Extracted data entries
▼

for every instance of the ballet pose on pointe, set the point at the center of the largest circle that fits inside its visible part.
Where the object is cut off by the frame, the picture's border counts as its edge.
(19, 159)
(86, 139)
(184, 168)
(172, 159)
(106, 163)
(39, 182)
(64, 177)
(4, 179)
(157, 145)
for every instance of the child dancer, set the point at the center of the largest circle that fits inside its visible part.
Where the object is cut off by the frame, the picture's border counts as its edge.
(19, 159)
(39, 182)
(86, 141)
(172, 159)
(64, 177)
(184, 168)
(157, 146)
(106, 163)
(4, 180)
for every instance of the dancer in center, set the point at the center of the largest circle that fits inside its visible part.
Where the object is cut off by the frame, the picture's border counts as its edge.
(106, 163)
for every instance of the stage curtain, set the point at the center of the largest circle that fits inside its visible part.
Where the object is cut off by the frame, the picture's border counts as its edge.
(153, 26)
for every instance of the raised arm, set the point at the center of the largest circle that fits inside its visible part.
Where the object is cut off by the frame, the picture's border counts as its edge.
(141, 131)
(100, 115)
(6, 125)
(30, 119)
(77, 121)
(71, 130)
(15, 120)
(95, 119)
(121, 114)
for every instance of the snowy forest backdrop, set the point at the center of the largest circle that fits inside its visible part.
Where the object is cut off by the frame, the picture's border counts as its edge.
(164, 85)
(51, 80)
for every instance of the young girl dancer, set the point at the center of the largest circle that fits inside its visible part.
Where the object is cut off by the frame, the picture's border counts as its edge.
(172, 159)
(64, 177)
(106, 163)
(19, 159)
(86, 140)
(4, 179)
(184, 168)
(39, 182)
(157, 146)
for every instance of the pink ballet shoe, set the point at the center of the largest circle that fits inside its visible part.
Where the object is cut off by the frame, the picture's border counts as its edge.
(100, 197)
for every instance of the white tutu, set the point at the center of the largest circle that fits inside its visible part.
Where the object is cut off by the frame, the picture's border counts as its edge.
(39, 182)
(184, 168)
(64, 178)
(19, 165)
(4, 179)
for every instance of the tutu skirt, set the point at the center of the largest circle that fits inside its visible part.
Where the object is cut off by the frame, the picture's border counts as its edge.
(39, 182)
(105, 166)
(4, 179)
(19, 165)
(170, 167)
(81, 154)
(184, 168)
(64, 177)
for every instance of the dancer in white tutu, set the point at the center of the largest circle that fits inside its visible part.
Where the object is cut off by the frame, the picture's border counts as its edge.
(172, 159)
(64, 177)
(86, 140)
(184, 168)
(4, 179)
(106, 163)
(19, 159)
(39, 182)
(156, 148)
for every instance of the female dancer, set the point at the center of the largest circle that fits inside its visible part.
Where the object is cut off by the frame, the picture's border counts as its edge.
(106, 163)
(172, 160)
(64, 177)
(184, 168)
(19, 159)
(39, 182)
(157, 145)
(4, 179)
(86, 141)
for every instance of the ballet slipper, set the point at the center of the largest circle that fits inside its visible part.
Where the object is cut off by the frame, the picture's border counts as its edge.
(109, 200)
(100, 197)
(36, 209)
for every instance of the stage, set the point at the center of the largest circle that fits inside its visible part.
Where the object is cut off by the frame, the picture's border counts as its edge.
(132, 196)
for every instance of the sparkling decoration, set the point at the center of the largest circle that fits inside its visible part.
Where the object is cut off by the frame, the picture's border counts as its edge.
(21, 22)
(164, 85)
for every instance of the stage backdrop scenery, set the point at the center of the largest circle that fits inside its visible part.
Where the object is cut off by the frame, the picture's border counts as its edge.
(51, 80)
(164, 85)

▲

EXERCISE AIM
Restate the entries. Match them exactly.

ANSWER AREA
for every instance of the ballet pose on pointe, set the point at the center of the largest circle that fits inside its visible part.
Where the object is cut off by the frame, the picture's border counts as its edge.
(19, 159)
(86, 139)
(184, 168)
(172, 159)
(106, 163)
(39, 182)
(64, 177)
(4, 179)
(157, 145)
for every instance of the child dancer, set the point at the center of the largest circle that fits inside its visible part.
Where the object is cut off by the frame, the picture's border counts as its edge.
(19, 159)
(39, 182)
(86, 141)
(172, 159)
(64, 177)
(184, 168)
(157, 146)
(106, 163)
(4, 180)
for every instance of the dancer in center, set the point at the center of the largest circle that fits inside its visible part.
Where the object is cut off by the frame, the picture's border counts as its edge.
(106, 163)
for every instance of the stage curtain, set the point at the center of the largest circle that fits inside its visible part.
Where the object is cut off by the frame, the picture's border counts as its edge.
(153, 26)
for every instance of the raised arm, set the point at the center of the largest circle that fits inside its visible part.
Where the object is cut off by the frame, the picture's border counts as its edge.
(141, 131)
(100, 115)
(6, 125)
(30, 119)
(77, 121)
(71, 130)
(15, 120)
(95, 119)
(121, 114)
for every instance of the snowy forest backdrop, set the point at the center of the largest circle that fits inside its visible part.
Where the object is cut off by the frame, the picture's border counts as its edge.
(164, 85)
(51, 80)
for every instance of the young girl dancer, set the point at the center of the largest circle that fits inside its visible part.
Where the object is cut off by the frame, the picture's border counts as its edge.
(172, 159)
(64, 177)
(106, 163)
(19, 159)
(86, 140)
(4, 179)
(184, 168)
(39, 182)
(157, 146)
for every instance of the pink ballet shoe, set the point at the center of the largest circle that fits inside its visible part.
Where the object is cut off by the frame, the picture's border counts as its edge.
(100, 197)
for every instance of the white tutu, set the point at the center of the largest circle that fits inside its visible part.
Where the object is cut off by the frame, the picture's border counts as its edge.
(39, 182)
(184, 168)
(64, 178)
(19, 165)
(4, 179)
for every instance of the tutu skirt, set the point at the center of the largest circle that fits inside its visible part.
Where the object is cut off by the frame, the picture's border counts as its edge.
(39, 182)
(105, 166)
(4, 179)
(19, 165)
(170, 167)
(81, 154)
(184, 168)
(64, 177)
for every instance of the dancer in white tutu, set the point at the center of the largest circle that fits inside its visible part.
Where the object is cut off by the frame, the picture's border counts as its edge.
(172, 159)
(64, 177)
(86, 140)
(184, 168)
(4, 179)
(106, 163)
(19, 159)
(39, 182)
(156, 148)
for every instance of the female dancer, set the point at the center of the largest circle that fits inside its visible part.
Where the object is cut off by the frame, the picture's border counts as its edge.
(106, 163)
(172, 160)
(64, 177)
(184, 168)
(19, 159)
(39, 182)
(157, 145)
(4, 179)
(86, 141)
for every instance of the ballet slipper, set the point at the center of the largest circle that fits inside its visible part.
Where the object is cut off by the frame, the picture's border counts as its edge.
(109, 200)
(100, 197)
(36, 209)
for every instance of the stage, set the point at the center of the largest circle that fits inside its visible part.
Where the object is cut off by the frame, the picture's border counts as its edge.
(132, 196)
for every instance of the sparkling decoration, set the point at the center of the largest circle that fits inside its visible part.
Where the object is cut off by the frame, the picture's border counts as its edge.
(21, 22)
(164, 85)
for every instance of the stage backdrop scenery, set the point at the center of the largest circle that fits inside its visible part.
Where the object is cut off by the frame, the picture's border counts as its edge.
(51, 80)
(164, 85)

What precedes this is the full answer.